## BEGIN

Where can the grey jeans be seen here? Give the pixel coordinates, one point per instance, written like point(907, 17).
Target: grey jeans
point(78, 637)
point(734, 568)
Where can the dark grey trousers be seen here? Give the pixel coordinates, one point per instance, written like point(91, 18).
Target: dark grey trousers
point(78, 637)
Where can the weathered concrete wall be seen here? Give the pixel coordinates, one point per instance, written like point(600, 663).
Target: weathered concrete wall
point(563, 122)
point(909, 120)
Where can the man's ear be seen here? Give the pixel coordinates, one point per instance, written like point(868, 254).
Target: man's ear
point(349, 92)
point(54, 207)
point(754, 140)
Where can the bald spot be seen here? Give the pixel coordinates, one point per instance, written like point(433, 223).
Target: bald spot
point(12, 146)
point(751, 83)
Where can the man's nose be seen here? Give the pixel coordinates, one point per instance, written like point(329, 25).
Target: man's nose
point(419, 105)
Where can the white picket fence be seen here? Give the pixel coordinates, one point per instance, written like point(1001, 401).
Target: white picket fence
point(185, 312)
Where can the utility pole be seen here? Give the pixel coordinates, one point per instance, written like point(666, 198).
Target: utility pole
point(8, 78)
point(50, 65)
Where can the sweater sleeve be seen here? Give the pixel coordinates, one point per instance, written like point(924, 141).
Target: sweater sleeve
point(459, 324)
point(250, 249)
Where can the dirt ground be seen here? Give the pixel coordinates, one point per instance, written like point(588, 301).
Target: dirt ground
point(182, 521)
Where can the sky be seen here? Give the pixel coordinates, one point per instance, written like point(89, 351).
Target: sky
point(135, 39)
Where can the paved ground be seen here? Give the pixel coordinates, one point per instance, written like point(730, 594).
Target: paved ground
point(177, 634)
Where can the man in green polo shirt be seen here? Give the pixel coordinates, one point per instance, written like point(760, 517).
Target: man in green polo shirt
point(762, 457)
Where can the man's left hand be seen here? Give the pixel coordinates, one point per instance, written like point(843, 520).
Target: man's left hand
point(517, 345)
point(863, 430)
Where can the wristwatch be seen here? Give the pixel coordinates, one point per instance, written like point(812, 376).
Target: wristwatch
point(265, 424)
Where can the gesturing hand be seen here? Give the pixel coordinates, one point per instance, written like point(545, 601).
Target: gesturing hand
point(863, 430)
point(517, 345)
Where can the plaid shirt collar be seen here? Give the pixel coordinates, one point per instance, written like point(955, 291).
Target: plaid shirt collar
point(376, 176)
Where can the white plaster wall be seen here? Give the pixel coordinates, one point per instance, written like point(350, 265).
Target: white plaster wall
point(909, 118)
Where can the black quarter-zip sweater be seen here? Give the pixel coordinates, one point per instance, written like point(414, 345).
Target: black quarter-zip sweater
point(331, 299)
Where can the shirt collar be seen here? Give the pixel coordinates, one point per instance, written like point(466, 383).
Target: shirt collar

## END

- _Goal_:
Arrange the lines above as a numbered list, omitting any blank lines.

- _Correct output_:
1. Where can the grey jeans be seen here? Give the pixel coordinates, one point per instance, written like point(907, 17).
2. Target: grey jeans
3. point(78, 637)
4. point(734, 568)
5. Where can the dark grey trousers be seen here? Give the pixel coordinates, one point per instance, written like point(91, 18).
6. Target: dark grey trousers
7. point(78, 637)
8. Where can the weathered concrete wall be seen here? Give the pixel coordinates, one point per instance, written like point(600, 663).
9. Target: weathered concrete wall
10. point(563, 122)
11. point(909, 120)
12. Where can the man's ear be seen here? Give the pixel coordinates, one point per instance, written like point(868, 254).
13. Target: man's ear
14. point(349, 92)
15. point(54, 207)
16. point(754, 140)
17. Where can the bald spot be seen here? Give the pixel coordinates, one point per instance, written like point(433, 223).
18. Target: bald spot
19. point(12, 146)
20. point(751, 83)
21. Where can the man's nose be seen here? Give the pixel coordinates, one point per instance, written like point(329, 25).
22. Target: man's nose
23. point(419, 105)
24. Where can the white picket fence be seen here? Give the pixel coordinates, one point per instance, written like point(1001, 401).
25. Target: white picket fence
26. point(185, 312)
27. Where can the utility pole be seen here? Give the pixel coordinates, one point per instance, written like point(666, 198).
28. Target: utility pole
29. point(8, 78)
30. point(50, 65)
31. Where can the sweater sleeve be seen here? Give the pixel coordinates, one point per instance, written like point(924, 141).
32. Target: sweater sleeve
33. point(459, 324)
34. point(250, 249)
35. Where can the dirt ground be seen here? Give the pixel coordinates, one point per instance, written like point(588, 301).
36. Target: dirt ground
37. point(182, 521)
38. Where can the sky be seen here? Give the pixel coordinates, one point per instance, written like point(89, 351).
39. Target: sky
40. point(135, 39)
41. Where can the paved ground be seen here? Give the pixel coordinates, one point per instance, written like point(730, 594).
42. Target: paved ground
43. point(177, 634)
44. Where can the man in green polo shirt be seen here? Give the pixel coordinates, one point per instance, written like point(760, 517).
45. Target: man in green polo shirt
46. point(762, 457)
47. Where can the man's left hand be seen here? Give the pixel coordinates, one point per instance, written like point(843, 520).
48. Target: man's left hand
49. point(517, 345)
50. point(863, 430)
51. Where can the wristwatch be seen here? Give the pixel coordinates, one point per instance, written like point(812, 376).
52. Target: wristwatch
53. point(265, 424)
54. Where can the gesturing hand be seen here? Give the pixel coordinates, one point per instance, written like point(545, 601).
55. Target: gesturing hand
56. point(863, 430)
57. point(517, 345)
58. Where can the plaid shirt collar be seen here? Give the pixel coordinates, one point per instance, written like point(955, 291).
59. Target: plaid shirt collar
60. point(376, 176)
61. Where can the white plaster wall be seen here? Give the pixel coordinates, one point per instance, written like point(350, 265).
62. Target: white plaster wall
63. point(909, 118)
64. Where can the black quarter-zip sweater be seen here? Give the pixel coordinates, one point per instance, written like point(414, 345).
65. Target: black quarter-zip sweater
66. point(331, 299)
67. Where can the shirt collar be seen here? Give the pixel coordinates, one point per instance, written like point(466, 383).
68. Target: shirt collar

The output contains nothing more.